PASSAGE TO READ
- - - - -
Next stop on the Milton M.I.A. Tour 2003: his girlfriend's house, where I am presently stationed. He could be off on his bicycle, as he often is, wrestling for control of his body against multiple sclerosis, a condition he's been fighting since he was 26, when doctors at St. Joseph's Hospital said he might spend the rest of his life in a wheelchair. In recent years, it's worsened to the point where his legs are sometimes so alive with pain, he can't sleep. As I sit in my car and wait, back over the bridge the city controller's office is auditing PAS and the Minority Business Enterprise Council, which granted Notlim minority status. Soon, the Mayor's office will announce that PAS will be renewed for yet another year, reversing a decision made weeks ago to rebid its airport deal.

A white Chevy Caravan pulls up alongside the white lawn jockey, joining two Mercedes sedans already in the driveway. Out steps Milton Street. Dressed in a polo shirt, a black baseball cap and shorts, he's much more full of belly and light of hair than in those old bolt-cutter photos, but no less intimidating. He pulls his racing bike from the back of the van, and I walk over to introduce myself. I remember that Junior mentioned a local news van recently parked outside Milton's house, waiting for him to come home. It made him very angry.

At the sound of my voice, he looks up from inspecting his bicycle and shakes my hand. A grin breaks across his face, as if to say, Another reporter, you sonofabitch.

“I can't talk now,” he says. “How's tomorrow?”

That's more a statement than a question when Milton Street says it. We agree to meet at 10 a.m. in the Marriott lobby, but the morning passes without so much as a sighting. All I get is what turns out to be the only statement he'll deliver — a voicemail, recorded at 10:36 a.m.:

“This is Milton Street calling. Sorry I was supposed to meet you this morning, man. I woke up this morning, my throat is all sore, like I'm getting some kind of cold or something.” With some hesitation, Milton recites his cell-phone number, then continues: “Again, I apologize for not meeting you, but my throat is sore as hell. Talk to ya.”

Even with his number, I find I'm still on Milton Time, which occupies some otherworldly plane between Eastern Standard and a galaxy far, far away. Messages go unreturned. Junior and Minnick tell me he's either ill or in meetings. Early in the week, Milton has a bad reaction to seafood and spends a night at Hahnemann. Days later, Fordham's 32-year-old sister succumbs to a brain tumor. Top to bottom, side to side, it's been a tough year for the Street family.
- - - - -
COMPLETE THE FOLLOWING
A – In the passage about Milton Street, where do he and the writer agree to meet?
B – Copy word for word from the passage about Milton Street, starting at "Even with his" up to and including "the Street family.".
C – List the items of clothing Milton Street is wearing when he steps out of the van in the passage about Milton Street.

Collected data
- - - - -
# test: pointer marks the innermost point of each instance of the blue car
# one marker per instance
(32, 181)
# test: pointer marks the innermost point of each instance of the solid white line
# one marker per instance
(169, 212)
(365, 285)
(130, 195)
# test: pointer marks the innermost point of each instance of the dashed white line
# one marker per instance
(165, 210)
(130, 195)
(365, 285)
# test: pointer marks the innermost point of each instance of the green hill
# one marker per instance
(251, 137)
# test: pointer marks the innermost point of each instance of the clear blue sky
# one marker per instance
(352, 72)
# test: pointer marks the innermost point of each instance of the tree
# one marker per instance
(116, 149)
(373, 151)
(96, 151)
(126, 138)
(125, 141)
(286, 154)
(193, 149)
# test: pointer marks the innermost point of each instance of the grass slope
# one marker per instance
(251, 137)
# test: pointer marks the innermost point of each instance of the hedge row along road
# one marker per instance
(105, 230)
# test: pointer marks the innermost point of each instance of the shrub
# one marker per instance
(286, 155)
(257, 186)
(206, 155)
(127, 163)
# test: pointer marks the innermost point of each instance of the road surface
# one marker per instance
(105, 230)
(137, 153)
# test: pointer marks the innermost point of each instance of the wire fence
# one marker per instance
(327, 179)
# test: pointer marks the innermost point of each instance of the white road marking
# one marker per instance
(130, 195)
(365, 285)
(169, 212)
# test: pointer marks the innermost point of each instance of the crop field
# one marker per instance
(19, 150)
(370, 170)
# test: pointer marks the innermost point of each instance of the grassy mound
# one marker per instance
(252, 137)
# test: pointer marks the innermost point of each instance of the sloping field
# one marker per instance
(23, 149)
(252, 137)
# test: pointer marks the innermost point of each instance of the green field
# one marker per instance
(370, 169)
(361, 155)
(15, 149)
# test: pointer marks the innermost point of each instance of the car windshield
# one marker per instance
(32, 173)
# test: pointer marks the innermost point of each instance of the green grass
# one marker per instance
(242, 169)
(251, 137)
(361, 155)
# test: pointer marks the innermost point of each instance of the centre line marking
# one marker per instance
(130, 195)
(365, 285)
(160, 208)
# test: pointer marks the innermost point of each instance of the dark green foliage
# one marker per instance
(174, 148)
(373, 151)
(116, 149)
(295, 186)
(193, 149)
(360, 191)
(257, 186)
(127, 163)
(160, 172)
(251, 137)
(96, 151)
- - - - -
YOUR WRITTEN ANSWERS
A – In the Marriott lobby, at 10 a.m.

B –
Even with his number, I find I'm still on Milton Time, which occupies some otherworldly plane between Eastern Standard and a galaxy far, far away. Messages go unreturned. Junior and Minnick tell me he's either ill or in meetings. Early in the week, Milton has a bad reaction to seafood and spends a night at Hahnemann. Days later, Fordham's 32-year-old sister succumbs to a brain tumor. Top to bottom, side to side, it's been a tough year for the Street family.

C – A polo shirt, a black baseball cap, and shorts.